### WRITTEN REQUEST
Pick out every line of the data below that contains the string "Call", matching case exactly, and copy each one in full.
>> begin EXERCISE DATA
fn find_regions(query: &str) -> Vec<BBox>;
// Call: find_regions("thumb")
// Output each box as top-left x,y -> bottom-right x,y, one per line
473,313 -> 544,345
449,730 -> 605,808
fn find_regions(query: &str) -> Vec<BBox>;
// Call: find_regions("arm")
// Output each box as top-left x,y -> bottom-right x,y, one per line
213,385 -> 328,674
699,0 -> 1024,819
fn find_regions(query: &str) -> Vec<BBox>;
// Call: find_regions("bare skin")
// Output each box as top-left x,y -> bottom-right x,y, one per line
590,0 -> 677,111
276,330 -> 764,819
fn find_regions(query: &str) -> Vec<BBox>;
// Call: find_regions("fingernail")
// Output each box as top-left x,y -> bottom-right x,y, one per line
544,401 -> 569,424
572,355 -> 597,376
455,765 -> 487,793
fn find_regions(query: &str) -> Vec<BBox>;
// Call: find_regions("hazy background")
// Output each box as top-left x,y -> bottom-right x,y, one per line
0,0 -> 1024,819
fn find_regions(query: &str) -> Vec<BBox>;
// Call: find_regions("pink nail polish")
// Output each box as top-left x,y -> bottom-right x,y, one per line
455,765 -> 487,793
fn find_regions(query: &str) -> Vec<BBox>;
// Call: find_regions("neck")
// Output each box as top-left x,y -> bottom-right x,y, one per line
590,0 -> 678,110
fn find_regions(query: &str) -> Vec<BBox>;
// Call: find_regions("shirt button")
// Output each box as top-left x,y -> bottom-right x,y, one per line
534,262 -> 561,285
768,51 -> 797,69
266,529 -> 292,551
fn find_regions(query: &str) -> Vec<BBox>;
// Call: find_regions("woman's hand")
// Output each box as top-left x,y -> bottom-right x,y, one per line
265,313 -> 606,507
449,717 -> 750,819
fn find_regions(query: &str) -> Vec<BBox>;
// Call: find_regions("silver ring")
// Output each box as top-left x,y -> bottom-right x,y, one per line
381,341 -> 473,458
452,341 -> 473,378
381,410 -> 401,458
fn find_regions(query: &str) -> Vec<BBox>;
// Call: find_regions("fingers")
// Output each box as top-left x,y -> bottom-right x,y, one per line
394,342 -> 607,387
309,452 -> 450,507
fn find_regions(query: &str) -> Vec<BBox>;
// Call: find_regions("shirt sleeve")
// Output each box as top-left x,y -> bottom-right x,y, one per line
>> end EXERCISE DATA
### FINISHED EXERCISE
// Call: find_regions("thumb")
// Call: find_regions("arm")
// Call: find_regions("bare skin")
// Call: find_regions("fingernail")
// Call: find_regions("hazy background")
// Call: find_regions("pink nail polish")
// Call: find_regions("neck")
// Call: find_regions("shirt button")
// Call: find_regions("woman's hand")
// Call: find_regions("silver ring")
// Call: find_regions("fingers")
// Call: find_regions("shirt sleeve")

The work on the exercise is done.